§ **YOUR OBJECTIVE**
Return the portion of the figure legends from "Molt4–1D10 and CHOPA10.14 cells are" to "analyzed by TLC.", word for word.

*** TEXT SECTION Section Begins ***

Molt4–1D10 and CHOPA10.14 cells are defective in PIG-W. (A) Rat PIG-W cDNA restored the surface expression of CD59 on Molt4–1D10 and CHOPA10.14 cells. 1D10 mutant transfected with an empty vector (a) or PIG-W (b) and CHOPA10.14 mutant transfected with an empty vector (c) or PIG-W (d) were stained 2 d after transfection. Solid lines, transfectants; dotted lines, wild-type cells. (B) Normalized GPI biosynthesis in 1D10 cells transfected with PIG-W cDNA. Wild-type Molt4 (lane 1), 1D10 mutant (lane 2), 1D10 transfected with rat PIG-W cDNA (lane 3), and 1D10 mutant transfected with an empty vector (lane 4) were labeled with [³H]mannose and lipids analyzed by TLC.

Figure 5.

(A) Alignment of amino acid sequences of PIG-W homologs of human, rat, S. cerevisiae, and S. pombe. Black and gray boxes indicate identical and conserved amino acids, respectively. Six regions highly conserved in four species are indicated by broken underlines. Positions of 13 predicted transmembrane domains of S. pombe PIG-W are indicated by numbered underlines. An arrowhead indicates leucine changed to a stop codon in 1D10 mutant. (B) Hydropathic profile of human PIG-W. Hydrophobicity was calculated with a window length of 17 (Kyte and Doolittle, 1982). Positions of 13 predicted transmembrane domains are indicated by numbered thick bars.

Figure 6.

ER localization of PIG-W. JY25 cells expressing GST-tagged PIG-W were hypotonically lysed and the postnuclear supernatant fractionated by sucrose density gradient centrifugation. Fractions 1–5 were characterized by protein content (bars) and organelle marker enzymes (alkaline phosphodiesterase I for the plasma membrane, α-mannosidase II for the Golgi apparatus, and dolicholphosphate-mannose synthase for the ER) (A) and by Western blotting with anti-GST antibody (B). The enzyme activities in fractions are shown as percentages of the total.

Figure 7.

CHOPA10.14 and Molt4–1D10 are defective in inositol acylation of a synthetic substrate GlcN-PI(C8). The membranes of wild-type CHO (lanes 1 and 3) and CHOPA10.14 (lanes 2) cells were incubated with [³H]palmitoyl-CoA in the presence (lanes 1 and 2) or absence (lane 3) of GlcN-PI(C8). The membranes of wild-type Molt4 (lane 4), Molt4–1D10 transfected with PIG-W (lanes 5 and 6), and 1D10 mutant (lane 7) were incubated with [³H]palmitoyl-CoA in the presence (lanes 4, 5, and 7) or absence (lane 6) of GlcN-PI(C8). After 10-min-incubation, lipids were analyzed by TLC with a solvent system of chloroform/methanol/0.25% KCl (55:45:10). *, GlcN-acylPI(C8); **, GlcN-PI(C8)-dependent extraspot of unknown structure.

Figure 8.

*** TEXT SECTION Section Ends ***
*** DATASET Section Begins ***

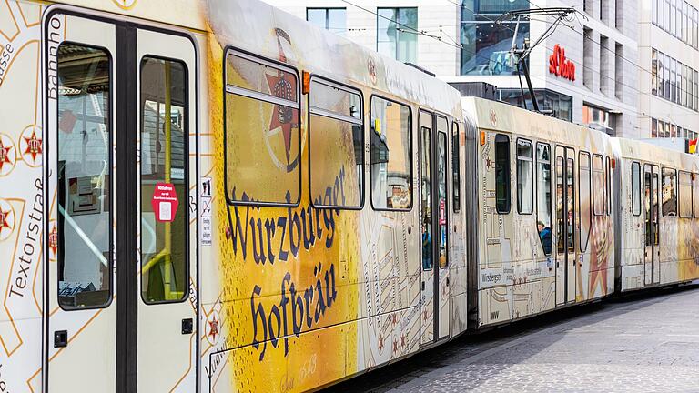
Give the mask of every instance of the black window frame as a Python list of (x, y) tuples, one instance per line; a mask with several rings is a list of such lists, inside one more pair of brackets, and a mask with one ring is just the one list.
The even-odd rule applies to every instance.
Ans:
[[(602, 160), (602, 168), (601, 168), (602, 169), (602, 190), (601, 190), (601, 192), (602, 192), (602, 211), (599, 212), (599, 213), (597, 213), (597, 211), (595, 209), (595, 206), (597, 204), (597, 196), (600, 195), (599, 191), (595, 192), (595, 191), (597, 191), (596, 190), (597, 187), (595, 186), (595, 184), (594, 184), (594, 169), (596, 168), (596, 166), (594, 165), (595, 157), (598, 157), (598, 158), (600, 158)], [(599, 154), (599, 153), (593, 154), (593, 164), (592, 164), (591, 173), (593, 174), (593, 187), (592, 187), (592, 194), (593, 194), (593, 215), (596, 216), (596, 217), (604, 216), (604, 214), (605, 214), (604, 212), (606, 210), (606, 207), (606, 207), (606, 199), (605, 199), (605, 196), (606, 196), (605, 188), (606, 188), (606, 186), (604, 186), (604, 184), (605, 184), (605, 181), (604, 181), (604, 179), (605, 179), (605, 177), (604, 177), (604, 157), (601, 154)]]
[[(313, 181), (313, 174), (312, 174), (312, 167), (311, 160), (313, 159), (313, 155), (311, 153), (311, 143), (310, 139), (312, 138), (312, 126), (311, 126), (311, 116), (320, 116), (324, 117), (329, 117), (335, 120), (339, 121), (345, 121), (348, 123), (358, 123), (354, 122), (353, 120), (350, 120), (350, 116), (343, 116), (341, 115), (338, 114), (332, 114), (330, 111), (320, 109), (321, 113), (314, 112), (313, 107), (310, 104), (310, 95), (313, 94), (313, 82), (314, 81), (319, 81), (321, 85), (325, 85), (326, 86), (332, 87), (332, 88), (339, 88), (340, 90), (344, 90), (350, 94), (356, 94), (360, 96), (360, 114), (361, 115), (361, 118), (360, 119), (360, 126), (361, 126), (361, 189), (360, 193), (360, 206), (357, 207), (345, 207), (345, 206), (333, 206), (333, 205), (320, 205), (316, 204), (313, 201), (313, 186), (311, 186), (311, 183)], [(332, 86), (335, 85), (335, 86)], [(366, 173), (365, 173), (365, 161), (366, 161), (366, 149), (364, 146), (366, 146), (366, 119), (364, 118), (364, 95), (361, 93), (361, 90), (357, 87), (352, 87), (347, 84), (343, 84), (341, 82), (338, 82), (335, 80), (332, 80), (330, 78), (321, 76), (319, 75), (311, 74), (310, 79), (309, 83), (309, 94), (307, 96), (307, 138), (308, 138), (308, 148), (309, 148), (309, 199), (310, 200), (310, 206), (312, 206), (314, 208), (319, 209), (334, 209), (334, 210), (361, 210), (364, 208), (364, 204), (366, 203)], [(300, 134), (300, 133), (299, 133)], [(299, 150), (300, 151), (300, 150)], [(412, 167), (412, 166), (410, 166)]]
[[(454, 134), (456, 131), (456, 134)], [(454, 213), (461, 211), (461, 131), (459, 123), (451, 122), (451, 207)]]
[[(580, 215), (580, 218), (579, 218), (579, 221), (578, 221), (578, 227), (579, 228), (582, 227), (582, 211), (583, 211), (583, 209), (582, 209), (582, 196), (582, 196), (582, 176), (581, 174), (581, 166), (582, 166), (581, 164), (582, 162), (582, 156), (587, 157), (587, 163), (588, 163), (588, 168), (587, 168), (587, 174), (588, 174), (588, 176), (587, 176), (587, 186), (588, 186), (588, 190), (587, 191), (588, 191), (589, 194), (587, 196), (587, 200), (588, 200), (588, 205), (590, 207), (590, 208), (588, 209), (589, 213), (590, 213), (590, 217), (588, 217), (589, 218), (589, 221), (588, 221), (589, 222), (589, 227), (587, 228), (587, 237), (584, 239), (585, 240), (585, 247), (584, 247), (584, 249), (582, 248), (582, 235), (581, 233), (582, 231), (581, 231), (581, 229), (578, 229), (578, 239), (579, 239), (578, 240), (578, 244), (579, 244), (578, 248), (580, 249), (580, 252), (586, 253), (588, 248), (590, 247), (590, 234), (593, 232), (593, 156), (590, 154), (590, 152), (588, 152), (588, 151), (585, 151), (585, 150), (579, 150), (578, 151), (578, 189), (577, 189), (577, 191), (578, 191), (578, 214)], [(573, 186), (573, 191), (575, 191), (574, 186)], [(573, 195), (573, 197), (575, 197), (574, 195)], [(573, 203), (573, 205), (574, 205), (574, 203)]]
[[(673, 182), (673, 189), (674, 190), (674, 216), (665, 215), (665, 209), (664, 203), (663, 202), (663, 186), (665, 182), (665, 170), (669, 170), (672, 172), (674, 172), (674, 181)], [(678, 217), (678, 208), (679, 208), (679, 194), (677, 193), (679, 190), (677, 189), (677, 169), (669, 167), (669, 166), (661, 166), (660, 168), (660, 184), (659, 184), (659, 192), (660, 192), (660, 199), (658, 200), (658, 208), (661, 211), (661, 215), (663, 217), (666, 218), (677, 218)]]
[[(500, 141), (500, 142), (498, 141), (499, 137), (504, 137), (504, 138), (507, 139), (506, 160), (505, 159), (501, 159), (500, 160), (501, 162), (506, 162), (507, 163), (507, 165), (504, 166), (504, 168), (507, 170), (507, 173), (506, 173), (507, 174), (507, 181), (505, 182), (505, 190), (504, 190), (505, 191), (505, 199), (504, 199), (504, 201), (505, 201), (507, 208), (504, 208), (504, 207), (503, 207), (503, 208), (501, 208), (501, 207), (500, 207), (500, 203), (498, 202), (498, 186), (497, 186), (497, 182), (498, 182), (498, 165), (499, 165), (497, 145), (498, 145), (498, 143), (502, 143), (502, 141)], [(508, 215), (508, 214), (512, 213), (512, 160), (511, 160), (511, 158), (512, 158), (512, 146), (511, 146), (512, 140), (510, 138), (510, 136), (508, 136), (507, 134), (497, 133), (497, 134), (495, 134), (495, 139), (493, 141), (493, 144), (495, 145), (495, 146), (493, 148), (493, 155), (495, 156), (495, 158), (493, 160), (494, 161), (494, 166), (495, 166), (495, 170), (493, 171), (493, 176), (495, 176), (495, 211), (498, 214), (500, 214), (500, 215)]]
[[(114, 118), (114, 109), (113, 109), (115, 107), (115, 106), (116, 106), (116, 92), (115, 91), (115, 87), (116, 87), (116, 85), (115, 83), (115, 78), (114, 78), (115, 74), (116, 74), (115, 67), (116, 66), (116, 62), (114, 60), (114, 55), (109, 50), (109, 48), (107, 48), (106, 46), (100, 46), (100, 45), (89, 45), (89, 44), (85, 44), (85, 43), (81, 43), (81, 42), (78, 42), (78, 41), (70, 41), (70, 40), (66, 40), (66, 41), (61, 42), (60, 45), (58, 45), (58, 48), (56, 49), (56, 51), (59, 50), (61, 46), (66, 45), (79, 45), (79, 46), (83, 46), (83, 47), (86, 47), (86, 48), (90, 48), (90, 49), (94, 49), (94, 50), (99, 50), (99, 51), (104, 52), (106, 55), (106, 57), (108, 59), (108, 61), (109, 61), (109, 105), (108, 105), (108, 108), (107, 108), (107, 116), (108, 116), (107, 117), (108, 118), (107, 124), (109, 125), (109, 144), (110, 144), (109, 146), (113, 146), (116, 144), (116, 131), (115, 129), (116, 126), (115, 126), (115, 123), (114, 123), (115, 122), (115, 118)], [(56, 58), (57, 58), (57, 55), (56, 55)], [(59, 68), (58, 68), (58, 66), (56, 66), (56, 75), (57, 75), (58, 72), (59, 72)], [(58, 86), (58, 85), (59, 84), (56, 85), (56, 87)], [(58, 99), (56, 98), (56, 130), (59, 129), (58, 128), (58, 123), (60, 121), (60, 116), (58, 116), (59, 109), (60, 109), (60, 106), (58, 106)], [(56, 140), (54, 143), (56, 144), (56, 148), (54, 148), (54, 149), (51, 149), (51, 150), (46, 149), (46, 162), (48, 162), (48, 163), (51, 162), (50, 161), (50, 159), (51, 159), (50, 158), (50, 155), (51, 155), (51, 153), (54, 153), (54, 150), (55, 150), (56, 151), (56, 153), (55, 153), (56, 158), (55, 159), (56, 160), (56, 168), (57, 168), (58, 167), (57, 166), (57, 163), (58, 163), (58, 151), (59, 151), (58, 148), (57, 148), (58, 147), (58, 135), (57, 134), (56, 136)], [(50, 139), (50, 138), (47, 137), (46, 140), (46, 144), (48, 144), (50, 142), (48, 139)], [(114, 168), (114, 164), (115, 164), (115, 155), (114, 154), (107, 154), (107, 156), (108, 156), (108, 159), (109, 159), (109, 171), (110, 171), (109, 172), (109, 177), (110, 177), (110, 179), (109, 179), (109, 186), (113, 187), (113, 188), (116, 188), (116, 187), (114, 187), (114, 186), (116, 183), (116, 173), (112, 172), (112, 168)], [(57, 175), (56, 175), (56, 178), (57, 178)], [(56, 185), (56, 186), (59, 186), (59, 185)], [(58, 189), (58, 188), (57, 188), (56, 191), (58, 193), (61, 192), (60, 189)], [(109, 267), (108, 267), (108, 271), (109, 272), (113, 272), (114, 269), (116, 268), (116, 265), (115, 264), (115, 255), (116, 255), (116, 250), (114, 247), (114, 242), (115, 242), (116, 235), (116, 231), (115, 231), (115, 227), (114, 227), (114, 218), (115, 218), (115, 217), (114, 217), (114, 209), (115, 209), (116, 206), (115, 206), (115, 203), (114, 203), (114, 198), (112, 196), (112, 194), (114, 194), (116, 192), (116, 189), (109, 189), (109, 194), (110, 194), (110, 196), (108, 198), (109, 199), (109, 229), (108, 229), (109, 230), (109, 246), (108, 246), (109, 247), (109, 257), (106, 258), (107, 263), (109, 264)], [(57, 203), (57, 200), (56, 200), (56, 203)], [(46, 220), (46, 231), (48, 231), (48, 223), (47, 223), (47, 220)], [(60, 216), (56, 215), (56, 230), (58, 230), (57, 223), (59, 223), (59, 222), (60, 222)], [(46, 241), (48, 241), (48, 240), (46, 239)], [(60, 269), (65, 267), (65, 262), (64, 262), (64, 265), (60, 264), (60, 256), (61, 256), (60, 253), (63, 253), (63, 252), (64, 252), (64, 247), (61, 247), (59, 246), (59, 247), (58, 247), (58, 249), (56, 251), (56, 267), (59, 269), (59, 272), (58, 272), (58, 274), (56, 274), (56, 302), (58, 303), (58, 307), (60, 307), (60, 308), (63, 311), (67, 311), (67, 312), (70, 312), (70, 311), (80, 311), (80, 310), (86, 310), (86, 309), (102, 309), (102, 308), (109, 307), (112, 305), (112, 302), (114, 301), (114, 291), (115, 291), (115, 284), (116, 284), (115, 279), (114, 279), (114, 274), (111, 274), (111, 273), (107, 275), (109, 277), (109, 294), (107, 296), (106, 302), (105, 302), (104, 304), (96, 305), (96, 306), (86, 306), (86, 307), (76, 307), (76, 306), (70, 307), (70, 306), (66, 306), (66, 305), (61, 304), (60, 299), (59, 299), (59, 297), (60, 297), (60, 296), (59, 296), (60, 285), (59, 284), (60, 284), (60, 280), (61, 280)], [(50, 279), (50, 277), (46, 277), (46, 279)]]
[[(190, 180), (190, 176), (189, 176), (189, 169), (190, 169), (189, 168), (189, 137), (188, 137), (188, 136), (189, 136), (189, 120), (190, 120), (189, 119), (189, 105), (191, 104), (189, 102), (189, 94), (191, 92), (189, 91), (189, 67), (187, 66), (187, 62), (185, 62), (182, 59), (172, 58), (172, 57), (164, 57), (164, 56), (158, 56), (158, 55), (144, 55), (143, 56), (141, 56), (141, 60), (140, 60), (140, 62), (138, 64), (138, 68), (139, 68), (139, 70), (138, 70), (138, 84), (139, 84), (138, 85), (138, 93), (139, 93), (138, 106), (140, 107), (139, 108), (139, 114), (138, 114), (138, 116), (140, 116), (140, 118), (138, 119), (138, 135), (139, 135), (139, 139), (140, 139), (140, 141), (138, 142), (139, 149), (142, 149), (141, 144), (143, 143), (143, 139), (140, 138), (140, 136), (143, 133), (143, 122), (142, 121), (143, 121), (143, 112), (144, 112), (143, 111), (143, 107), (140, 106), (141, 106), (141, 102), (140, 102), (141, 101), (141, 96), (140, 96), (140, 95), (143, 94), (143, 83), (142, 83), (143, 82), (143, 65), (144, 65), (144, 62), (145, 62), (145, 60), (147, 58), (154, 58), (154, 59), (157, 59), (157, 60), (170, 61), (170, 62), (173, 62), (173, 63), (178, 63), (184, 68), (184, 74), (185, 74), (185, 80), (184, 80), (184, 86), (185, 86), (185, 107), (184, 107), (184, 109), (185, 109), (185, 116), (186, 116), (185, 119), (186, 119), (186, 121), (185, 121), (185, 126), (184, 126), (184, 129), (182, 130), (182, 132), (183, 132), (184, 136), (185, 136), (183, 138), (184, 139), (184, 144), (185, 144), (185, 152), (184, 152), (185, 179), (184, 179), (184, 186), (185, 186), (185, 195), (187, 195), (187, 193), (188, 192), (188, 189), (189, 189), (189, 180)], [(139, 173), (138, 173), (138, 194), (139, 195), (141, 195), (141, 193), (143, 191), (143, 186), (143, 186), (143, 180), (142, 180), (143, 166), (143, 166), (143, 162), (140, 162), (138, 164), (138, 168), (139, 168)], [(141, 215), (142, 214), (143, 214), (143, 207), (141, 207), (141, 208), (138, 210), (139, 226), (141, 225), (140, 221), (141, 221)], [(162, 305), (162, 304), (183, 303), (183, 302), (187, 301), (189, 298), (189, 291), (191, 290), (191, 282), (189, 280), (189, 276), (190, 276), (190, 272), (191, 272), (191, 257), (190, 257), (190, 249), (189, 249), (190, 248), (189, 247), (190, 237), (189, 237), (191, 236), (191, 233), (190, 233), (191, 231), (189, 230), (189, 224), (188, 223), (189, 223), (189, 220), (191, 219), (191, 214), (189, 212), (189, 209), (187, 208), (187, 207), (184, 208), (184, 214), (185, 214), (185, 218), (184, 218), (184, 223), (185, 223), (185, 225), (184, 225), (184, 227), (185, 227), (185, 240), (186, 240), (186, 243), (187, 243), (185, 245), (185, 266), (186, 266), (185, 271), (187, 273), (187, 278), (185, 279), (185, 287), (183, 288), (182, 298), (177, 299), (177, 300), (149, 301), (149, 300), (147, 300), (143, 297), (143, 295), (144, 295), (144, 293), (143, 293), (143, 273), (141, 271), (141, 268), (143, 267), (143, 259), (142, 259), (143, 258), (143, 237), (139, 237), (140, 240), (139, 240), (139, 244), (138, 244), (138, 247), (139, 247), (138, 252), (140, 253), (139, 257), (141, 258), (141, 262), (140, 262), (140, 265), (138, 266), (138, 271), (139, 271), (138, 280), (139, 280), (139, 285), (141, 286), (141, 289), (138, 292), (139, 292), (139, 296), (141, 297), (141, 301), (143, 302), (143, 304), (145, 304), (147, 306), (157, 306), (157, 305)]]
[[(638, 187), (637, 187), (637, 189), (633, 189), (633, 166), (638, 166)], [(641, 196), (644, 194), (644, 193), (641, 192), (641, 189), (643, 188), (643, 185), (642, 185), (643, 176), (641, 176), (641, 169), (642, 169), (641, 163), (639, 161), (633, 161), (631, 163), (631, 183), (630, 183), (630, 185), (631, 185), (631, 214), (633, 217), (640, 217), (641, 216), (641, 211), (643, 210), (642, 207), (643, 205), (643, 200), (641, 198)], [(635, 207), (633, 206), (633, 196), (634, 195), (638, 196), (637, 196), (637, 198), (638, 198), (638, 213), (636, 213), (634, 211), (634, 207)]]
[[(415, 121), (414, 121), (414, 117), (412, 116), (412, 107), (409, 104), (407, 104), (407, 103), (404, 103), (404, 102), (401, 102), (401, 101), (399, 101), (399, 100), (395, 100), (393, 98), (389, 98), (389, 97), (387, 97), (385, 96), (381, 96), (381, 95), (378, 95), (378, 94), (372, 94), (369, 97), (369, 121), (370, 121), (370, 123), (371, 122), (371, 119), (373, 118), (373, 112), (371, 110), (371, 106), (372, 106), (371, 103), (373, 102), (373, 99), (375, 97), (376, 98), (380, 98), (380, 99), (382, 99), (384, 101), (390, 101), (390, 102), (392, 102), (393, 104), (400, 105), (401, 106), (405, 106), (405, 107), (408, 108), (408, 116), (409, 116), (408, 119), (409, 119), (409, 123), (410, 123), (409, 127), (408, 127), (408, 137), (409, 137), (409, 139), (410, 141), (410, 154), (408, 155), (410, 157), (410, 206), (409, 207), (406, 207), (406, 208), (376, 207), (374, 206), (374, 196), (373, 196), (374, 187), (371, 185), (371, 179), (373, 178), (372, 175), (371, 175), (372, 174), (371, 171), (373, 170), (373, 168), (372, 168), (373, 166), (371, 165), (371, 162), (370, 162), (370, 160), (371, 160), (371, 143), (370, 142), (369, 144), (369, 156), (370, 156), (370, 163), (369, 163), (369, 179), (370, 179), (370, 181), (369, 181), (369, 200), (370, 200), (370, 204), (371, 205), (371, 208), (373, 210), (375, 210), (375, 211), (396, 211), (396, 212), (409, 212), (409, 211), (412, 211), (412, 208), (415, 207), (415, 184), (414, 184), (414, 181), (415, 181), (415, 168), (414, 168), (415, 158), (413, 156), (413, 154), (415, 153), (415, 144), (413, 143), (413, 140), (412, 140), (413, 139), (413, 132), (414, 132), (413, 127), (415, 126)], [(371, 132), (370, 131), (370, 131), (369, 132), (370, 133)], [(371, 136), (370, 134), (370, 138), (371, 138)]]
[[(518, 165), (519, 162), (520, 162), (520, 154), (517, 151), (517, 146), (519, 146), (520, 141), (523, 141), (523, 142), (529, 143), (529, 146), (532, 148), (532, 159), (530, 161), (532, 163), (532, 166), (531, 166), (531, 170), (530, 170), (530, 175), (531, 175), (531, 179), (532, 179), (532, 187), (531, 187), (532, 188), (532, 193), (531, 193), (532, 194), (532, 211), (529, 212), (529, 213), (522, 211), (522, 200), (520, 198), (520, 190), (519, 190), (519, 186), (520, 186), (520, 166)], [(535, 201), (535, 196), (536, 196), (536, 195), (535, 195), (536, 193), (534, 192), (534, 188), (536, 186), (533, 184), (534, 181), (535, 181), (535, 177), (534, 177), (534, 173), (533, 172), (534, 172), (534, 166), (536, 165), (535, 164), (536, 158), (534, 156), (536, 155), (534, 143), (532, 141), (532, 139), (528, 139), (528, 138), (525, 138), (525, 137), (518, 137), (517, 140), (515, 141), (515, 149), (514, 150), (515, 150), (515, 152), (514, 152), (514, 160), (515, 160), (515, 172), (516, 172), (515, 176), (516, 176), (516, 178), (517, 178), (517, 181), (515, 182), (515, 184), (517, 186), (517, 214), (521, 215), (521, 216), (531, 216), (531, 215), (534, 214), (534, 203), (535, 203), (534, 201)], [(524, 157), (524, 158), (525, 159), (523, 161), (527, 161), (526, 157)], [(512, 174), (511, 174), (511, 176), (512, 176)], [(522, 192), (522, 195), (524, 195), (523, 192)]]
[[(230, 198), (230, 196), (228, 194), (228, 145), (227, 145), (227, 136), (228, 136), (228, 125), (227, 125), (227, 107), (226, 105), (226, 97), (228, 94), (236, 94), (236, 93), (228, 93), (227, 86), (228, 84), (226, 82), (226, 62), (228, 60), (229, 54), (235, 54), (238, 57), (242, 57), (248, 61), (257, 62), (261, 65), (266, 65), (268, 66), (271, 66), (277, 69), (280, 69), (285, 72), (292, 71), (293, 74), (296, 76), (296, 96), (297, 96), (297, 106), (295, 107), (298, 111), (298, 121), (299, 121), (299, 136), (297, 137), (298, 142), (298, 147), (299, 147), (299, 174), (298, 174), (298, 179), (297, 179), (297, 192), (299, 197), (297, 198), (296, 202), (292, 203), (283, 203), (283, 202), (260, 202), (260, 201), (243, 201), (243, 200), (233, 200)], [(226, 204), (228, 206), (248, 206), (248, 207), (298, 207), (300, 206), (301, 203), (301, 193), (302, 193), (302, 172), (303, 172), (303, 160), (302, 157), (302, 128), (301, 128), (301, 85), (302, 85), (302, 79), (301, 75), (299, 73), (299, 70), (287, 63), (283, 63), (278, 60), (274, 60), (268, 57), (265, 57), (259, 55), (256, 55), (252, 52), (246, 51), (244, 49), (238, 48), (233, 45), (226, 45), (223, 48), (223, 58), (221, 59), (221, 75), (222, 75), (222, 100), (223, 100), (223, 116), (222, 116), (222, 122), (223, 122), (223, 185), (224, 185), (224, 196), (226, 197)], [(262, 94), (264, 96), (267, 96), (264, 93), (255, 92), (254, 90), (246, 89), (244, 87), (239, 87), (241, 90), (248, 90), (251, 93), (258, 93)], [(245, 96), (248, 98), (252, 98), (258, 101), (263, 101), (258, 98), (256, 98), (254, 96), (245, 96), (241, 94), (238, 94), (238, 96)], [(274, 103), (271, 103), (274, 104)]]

*** DATASET Section Ends ***

§ **ANSWER BOX**
Molt4–1D10 and CHOPA10.14 cells are defective in PIG-W. (A) Rat PIG-W cDNA restored the surface expression of CD59 on Molt4–1D10 and CHOPA10.14 cells. 1D10 mutant transfected with an empty vector (a) or PIG-W (b) and CHOPA10.14 mutant transfected with an empty vector (c) or PIG-W (d) were stained 2 d after transfection. Solid lines, transfectants; dotted lines, wild-type cells. (B) Normalized GPI biosynthesis in 1D10 cells transfected with PIG-W cDNA. Wild-type Molt4 (lane 1), 1D10 mutant (lane 2), 1D10 transfected with rat PIG-W cDNA (lane 3), and 1D10 mutant transfected with an empty vector (lane 4) were labeled with [³H]mannose and lipids analyzed by TLC.